* PAGE:
--------------------
[lttng-dev] [for-next][PATCH 08/20] tracing: Warn if a tracepoint is not set via debugfs

Wed Mar 12 12:40:51 EDT 2014

(FYI, this is the leg of the thread that can be considered lower signal/noise
ratio if the underlying arguments are not interesting to you. If they are, please
read on!) :-)

----- Original Message -----
> From: "Steven Rostedt" <rostedt at goodmis.org>
> To: "Mathieu Desnoyers" <mathieu.desnoyers at efficios.com>
> Cc: "Frank Ch. Eigler" <fche at redhat.com>, linux-kernel at vger.kernel.org, "Ingo Molnar" <mingo at kernel.org>, "Frederic
> Weisbecker" <fweisbec at gmail.com>, "Andrew Morton" <akpm at linux-foundation.org>, "Johannes Berg"
> <johannes.berg at intel.com>, "Linus Torvalds" <torvalds at linux-foundation.org>, "Peter Zijlstra"
> <peterz at infradead.org>, "Thomas Gleixner" <tglx at linutronix.de>, "Greg Kroah-Hartman" <gregkh at linuxfoundation.org>,
> "lttng-dev" <lttng-dev at lists.lttng.org>, "Rusty Russell" <rusty at rustcorp.com.au>
> Sent: Wednesday, March 12, 2014 11:11:00 AM
> Subject: Re: [for-next][PATCH 08/20] tracing: Warn if a tracepoint is not set via debugfs
> 
> On Wed, 12 Mar 2014 14:24:54 +0000 (UTC)
> Mathieu Desnoyers <mathieu.desnoyers at efficios.com> wrote:
> 
> > ----- Original Message -----
> > > From: "Steven Rostedt" <rostedt at goodmis.org>
> > > To: "Mathieu Desnoyers" <mathieu.desnoyers at efficios.com>
> > > Cc: "Frank Ch. Eigler" <fche at redhat.com>, linux-kernel at vger.kernel.org,
> > > "Ingo Molnar" <mingo at kernel.org>, "Frederic
> > > Weisbecker" <fweisbec at gmail.com>, "Andrew Morton"
> > > <akpm at linux-foundation.org>, "Johannes Berg"
> > > <johannes.berg at intel.com>
> > > Sent: Tuesday, March 11, 2014 3:13:57 PM
> > > Subject: Re: [for-next][PATCH 08/20] tracing: Warn if a tracepoint is not
> > > set via debugfs
> > > 
> > 
> > For those just added in CC, https://lkml.org/lkml/2014/3/11/431 provides
> > the
> > missing context. The discussion is about adding module load parameters as
> > ABI
> > for end users to enable tracepoints in modules (Steven has proposed the
> > idea
> > a couple of times in the past, I am against for the reasons I am exposing
> > below). This discussion will likely have deep impact on other changes
> > Steven
> > is proposing for tracepoint.c (such as making tracepoint_probe_register()
--------------------
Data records
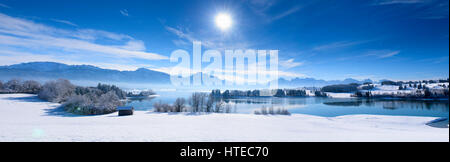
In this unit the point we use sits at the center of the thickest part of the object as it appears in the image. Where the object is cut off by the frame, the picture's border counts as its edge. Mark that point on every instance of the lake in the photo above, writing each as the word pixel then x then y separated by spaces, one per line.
pixel 326 107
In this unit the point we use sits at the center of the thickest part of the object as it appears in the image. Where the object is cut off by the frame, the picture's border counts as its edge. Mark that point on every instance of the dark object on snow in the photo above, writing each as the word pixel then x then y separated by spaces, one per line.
pixel 124 111
pixel 439 123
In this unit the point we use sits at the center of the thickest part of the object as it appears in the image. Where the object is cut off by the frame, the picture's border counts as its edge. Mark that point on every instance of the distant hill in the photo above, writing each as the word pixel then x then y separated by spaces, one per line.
pixel 50 70
pixel 311 82
pixel 43 71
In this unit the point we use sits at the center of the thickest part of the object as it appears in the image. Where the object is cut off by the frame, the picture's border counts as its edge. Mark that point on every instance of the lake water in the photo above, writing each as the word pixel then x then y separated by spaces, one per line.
pixel 326 107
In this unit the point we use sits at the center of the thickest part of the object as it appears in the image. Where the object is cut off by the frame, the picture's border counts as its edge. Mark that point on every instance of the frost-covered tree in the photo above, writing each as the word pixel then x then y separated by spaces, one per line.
pixel 107 103
pixel 179 104
pixel 218 106
pixel 57 91
pixel 209 104
pixel 31 86
pixel 14 85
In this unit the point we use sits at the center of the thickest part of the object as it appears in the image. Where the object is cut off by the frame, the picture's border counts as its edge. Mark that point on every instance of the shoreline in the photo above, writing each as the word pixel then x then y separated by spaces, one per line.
pixel 25 118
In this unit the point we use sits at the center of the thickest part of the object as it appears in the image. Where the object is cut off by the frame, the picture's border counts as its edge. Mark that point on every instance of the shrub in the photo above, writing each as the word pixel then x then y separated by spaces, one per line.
pixel 31 86
pixel 57 91
pixel 320 94
pixel 271 111
pixel 13 85
pixel 341 88
pixel 179 105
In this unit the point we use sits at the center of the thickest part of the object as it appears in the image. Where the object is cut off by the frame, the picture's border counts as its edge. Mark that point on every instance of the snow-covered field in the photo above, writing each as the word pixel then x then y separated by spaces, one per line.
pixel 25 118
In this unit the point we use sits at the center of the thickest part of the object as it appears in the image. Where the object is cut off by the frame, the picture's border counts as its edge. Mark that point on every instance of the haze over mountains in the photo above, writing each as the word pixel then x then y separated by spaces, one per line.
pixel 43 71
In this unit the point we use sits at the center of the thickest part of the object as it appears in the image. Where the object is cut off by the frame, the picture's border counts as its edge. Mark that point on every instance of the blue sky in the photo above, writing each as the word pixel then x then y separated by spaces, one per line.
pixel 323 39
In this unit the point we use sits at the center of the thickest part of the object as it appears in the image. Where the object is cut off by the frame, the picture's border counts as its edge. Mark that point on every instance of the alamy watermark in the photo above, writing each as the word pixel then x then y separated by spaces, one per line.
pixel 235 67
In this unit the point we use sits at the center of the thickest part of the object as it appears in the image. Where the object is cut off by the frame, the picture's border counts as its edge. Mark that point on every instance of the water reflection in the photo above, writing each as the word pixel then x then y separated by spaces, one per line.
pixel 324 106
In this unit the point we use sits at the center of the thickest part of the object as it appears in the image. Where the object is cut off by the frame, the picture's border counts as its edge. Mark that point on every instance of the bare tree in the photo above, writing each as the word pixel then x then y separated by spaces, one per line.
pixel 14 85
pixel 209 104
pixel 1 85
pixel 57 91
pixel 179 104
pixel 107 103
pixel 218 106
pixel 31 86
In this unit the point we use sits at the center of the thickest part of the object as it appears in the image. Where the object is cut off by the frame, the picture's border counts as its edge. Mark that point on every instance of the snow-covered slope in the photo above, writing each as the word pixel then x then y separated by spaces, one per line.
pixel 25 118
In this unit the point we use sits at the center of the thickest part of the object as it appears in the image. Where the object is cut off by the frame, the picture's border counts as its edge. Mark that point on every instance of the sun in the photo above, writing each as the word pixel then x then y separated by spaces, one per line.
pixel 224 21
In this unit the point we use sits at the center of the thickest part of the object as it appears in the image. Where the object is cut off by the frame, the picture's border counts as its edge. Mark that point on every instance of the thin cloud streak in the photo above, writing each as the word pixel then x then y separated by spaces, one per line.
pixel 27 34
pixel 65 22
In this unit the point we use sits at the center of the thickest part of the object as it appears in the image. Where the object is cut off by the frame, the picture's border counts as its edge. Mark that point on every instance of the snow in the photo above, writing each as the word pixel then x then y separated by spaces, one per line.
pixel 339 95
pixel 25 118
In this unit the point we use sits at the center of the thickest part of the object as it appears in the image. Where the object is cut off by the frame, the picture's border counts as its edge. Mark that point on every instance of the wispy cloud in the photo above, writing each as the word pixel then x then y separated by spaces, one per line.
pixel 124 12
pixel 262 8
pixel 382 53
pixel 4 6
pixel 23 35
pixel 335 45
pixel 65 22
pixel 390 2
pixel 185 38
pixel 426 9
pixel 288 64
pixel 286 13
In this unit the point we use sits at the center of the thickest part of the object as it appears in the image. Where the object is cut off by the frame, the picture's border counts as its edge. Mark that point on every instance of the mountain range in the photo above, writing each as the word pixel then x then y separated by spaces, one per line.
pixel 43 71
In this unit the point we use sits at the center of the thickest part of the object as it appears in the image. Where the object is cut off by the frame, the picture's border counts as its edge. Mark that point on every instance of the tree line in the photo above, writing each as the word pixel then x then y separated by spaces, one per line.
pixel 102 99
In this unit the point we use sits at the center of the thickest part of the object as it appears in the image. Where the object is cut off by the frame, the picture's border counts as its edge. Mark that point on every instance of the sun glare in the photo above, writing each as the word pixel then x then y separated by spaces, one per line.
pixel 224 21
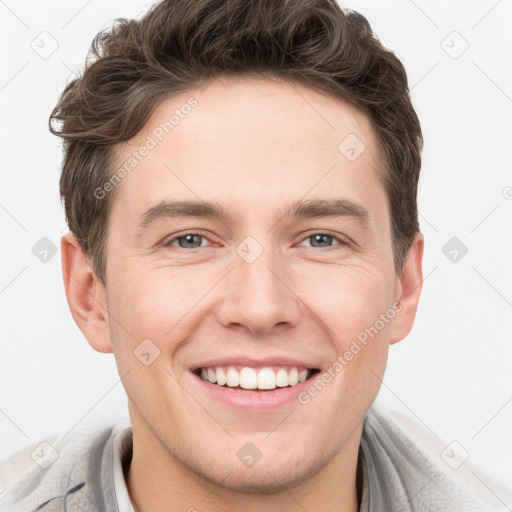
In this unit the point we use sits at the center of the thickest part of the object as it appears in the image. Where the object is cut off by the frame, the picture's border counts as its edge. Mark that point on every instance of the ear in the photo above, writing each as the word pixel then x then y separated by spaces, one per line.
pixel 409 291
pixel 86 295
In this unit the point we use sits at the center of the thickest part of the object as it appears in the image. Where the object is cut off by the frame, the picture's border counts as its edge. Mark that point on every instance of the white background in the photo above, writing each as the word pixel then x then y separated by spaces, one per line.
pixel 453 372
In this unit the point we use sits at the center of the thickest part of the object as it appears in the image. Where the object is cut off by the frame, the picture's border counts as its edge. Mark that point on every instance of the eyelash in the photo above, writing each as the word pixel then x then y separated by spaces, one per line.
pixel 342 241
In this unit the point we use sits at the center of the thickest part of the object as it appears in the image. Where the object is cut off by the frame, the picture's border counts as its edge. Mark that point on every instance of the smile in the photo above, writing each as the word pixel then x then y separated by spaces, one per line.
pixel 255 378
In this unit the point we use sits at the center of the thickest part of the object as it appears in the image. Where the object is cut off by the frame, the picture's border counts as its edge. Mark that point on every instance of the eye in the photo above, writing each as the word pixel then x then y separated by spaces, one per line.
pixel 325 239
pixel 187 241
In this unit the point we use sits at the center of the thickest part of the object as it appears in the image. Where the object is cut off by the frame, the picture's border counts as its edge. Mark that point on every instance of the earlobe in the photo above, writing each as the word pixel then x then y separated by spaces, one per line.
pixel 410 286
pixel 85 294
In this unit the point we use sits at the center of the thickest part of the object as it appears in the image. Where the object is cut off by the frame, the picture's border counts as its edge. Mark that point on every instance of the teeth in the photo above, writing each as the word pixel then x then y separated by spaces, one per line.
pixel 281 378
pixel 232 378
pixel 266 379
pixel 220 376
pixel 249 378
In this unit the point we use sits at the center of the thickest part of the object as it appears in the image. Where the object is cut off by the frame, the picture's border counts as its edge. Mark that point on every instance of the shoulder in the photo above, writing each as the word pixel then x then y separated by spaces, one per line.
pixel 74 468
pixel 406 462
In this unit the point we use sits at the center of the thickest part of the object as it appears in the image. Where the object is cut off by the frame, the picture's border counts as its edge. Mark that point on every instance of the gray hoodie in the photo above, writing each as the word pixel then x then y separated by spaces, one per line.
pixel 405 468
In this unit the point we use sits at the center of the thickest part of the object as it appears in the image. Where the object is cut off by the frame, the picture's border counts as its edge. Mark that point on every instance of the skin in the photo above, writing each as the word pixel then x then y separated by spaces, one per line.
pixel 252 145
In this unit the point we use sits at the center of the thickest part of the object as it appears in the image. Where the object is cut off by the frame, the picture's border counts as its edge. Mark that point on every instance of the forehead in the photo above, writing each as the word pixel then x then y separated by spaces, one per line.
pixel 252 143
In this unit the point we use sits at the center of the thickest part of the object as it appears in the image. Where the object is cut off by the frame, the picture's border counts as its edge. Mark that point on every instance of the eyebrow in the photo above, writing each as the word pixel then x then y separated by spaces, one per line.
pixel 312 208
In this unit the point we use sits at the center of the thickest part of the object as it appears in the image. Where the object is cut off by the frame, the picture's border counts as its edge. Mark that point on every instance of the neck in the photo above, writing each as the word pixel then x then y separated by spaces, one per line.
pixel 160 482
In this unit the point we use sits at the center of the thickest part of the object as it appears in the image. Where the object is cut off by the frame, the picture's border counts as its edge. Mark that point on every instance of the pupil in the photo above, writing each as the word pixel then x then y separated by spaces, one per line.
pixel 319 238
pixel 189 239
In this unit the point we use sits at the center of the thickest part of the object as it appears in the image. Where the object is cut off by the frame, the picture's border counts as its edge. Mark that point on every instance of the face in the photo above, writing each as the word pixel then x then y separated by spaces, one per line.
pixel 271 278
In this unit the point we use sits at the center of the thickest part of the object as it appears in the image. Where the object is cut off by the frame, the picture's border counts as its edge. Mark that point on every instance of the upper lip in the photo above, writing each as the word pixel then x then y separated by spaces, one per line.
pixel 253 362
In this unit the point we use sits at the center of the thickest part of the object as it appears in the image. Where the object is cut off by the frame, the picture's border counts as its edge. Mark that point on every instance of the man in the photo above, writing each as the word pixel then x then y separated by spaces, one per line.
pixel 240 184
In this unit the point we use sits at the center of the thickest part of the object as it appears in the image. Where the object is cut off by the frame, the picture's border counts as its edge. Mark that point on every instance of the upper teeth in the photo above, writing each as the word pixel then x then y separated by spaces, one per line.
pixel 251 378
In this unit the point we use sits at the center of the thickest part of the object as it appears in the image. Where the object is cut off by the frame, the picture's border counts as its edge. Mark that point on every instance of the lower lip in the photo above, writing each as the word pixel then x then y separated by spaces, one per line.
pixel 255 399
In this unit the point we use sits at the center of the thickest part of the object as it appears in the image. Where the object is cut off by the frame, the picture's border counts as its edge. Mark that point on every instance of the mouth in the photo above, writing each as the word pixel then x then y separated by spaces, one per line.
pixel 255 378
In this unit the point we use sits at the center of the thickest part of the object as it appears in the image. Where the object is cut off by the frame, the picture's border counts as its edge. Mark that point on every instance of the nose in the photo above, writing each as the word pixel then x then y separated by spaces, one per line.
pixel 259 296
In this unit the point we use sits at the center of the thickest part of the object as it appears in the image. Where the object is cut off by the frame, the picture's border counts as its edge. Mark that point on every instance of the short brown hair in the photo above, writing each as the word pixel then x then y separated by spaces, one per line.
pixel 181 44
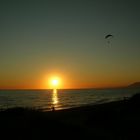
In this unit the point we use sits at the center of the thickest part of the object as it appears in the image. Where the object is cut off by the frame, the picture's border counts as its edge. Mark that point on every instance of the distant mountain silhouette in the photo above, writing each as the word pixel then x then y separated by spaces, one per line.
pixel 134 85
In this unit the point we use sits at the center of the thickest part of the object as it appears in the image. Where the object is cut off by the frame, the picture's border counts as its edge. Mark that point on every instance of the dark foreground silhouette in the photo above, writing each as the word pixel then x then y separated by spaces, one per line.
pixel 119 120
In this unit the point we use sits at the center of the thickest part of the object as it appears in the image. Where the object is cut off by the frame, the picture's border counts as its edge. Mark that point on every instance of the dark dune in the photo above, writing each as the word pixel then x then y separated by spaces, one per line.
pixel 118 120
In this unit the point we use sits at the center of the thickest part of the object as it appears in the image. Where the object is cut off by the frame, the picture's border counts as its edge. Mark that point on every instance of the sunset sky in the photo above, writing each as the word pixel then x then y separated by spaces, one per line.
pixel 65 38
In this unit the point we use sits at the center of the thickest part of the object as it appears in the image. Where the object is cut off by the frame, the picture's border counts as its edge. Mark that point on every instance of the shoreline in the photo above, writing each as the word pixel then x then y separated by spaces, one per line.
pixel 114 120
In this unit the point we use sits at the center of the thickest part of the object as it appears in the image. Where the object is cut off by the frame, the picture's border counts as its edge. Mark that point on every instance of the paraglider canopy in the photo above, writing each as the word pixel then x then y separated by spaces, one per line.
pixel 108 37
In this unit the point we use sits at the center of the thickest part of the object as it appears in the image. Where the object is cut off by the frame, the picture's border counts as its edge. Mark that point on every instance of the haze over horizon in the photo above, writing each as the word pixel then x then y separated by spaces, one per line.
pixel 41 39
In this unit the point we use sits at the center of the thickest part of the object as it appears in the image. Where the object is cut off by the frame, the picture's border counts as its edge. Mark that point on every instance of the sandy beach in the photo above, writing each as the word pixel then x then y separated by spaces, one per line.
pixel 119 120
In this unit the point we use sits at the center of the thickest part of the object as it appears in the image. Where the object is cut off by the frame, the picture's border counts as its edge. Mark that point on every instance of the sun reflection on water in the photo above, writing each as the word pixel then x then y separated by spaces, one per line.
pixel 54 98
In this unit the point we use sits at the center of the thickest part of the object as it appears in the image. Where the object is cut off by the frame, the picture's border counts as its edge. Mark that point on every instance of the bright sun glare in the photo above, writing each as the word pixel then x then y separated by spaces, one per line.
pixel 54 82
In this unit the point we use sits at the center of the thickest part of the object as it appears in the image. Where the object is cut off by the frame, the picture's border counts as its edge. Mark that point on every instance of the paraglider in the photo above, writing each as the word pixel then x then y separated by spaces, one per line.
pixel 108 37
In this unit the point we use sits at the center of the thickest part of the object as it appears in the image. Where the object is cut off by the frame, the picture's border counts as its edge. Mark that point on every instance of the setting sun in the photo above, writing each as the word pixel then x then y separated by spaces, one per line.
pixel 55 82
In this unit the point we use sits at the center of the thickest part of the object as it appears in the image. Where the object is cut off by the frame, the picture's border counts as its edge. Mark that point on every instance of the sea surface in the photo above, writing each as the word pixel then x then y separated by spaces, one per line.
pixel 61 99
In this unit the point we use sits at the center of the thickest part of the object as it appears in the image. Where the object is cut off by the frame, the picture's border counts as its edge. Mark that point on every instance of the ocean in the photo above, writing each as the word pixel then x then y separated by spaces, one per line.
pixel 61 99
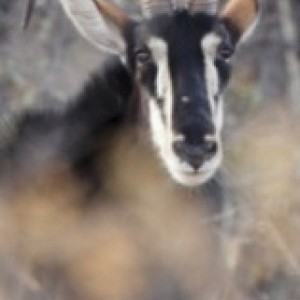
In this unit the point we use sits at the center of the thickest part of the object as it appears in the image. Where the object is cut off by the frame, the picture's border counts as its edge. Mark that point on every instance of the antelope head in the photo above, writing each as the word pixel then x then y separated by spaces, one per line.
pixel 179 54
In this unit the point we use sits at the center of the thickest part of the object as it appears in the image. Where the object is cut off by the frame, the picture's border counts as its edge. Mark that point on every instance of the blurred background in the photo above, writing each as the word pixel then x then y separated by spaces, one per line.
pixel 44 66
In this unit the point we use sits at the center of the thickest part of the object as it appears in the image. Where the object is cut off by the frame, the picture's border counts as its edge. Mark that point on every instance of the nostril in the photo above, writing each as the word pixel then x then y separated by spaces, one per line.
pixel 195 155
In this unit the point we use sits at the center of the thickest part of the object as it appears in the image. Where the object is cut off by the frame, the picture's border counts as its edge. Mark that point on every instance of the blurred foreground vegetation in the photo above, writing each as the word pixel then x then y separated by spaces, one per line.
pixel 260 218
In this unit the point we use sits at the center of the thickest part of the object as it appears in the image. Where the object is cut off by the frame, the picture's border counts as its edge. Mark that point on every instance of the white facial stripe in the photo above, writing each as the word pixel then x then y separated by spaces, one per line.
pixel 209 46
pixel 162 132
pixel 159 49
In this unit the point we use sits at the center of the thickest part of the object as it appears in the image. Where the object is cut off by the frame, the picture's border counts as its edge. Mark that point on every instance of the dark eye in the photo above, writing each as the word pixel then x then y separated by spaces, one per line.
pixel 225 52
pixel 142 56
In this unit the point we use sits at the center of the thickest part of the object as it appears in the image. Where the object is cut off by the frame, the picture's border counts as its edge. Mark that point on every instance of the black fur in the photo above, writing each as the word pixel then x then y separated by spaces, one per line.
pixel 69 135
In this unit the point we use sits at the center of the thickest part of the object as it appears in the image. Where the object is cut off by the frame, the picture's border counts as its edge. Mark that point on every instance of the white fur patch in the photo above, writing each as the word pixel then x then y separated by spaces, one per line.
pixel 162 132
pixel 209 46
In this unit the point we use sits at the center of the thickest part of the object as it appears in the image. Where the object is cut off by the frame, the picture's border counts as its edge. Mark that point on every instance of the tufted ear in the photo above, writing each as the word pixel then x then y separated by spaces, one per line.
pixel 101 22
pixel 239 16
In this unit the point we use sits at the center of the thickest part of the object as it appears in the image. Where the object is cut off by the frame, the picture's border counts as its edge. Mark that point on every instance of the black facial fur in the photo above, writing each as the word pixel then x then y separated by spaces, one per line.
pixel 183 33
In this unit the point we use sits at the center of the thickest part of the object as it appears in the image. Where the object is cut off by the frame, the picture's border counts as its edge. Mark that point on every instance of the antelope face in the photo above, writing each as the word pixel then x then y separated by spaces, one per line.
pixel 182 63
pixel 180 59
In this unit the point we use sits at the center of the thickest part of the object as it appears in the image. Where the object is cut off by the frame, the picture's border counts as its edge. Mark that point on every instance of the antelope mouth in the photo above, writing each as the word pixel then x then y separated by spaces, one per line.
pixel 186 175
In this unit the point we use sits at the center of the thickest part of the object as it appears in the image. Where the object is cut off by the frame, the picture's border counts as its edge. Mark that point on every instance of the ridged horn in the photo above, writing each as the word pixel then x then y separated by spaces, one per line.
pixel 208 6
pixel 28 13
pixel 153 7
pixel 110 11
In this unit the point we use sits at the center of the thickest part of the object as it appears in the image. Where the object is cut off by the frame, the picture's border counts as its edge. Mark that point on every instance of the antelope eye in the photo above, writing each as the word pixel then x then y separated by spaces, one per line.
pixel 225 52
pixel 142 56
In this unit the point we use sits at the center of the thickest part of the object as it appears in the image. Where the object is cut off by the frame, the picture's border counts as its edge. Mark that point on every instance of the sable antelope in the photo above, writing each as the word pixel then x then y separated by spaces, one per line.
--------------------
* PROBLEM DETAILS:
Continue the tracepoint mailing-list thread from the point where it stops.

* RESULT OF THIS EXERCISE:
> > return -ENODEV when no tracepoint call site is currently loaded for a given
> > tracepoint), so I think the audience should be broadened.
> 
> Please tell me one in-tree user that will be impacted?

I'm talking about all users of tracepoints, all in tree and out of tree
users. We need the design and API for tracepoint to stay sound, and for that
we need to study carefully the impact of the changes you propose on module
load/unload scenarios.

> 
> > 
> > > On Tue, 11 Mar 2014 17:34:23 +0000 (UTC)
> > > Mathieu Desnoyers <mathieu.desnoyers at efficios.com> wrote:
> > >  
> > > > > Who can load modules not as root?? That is utterly broken. As once
> > > > > you
> > > > > can load a module, YOU ARE ROOT.
> > > > 
> > > > udevd runs as root, and listens to events such as USB hotplug, and
> > > > loads
> > > > modules
> > > > in the back of users. The users don't need to be root for this to
> > > > happen.
> > > 
> > > udevd may run as a proxy for users. But it is still a root user.
> > > Sysadmins are the ones that set up udevd.
> > 
> > Uh ? There are tons of distributions that setup udevd for their users, and
> > no sysadmin has to interact with it.
> 
> And the distribution just magically installs itself onto a computer? No,
> a user does, and in doing so, they set up udev. A person installing a
> distribution is a sysadmin. Even if it's grandma installing it herself.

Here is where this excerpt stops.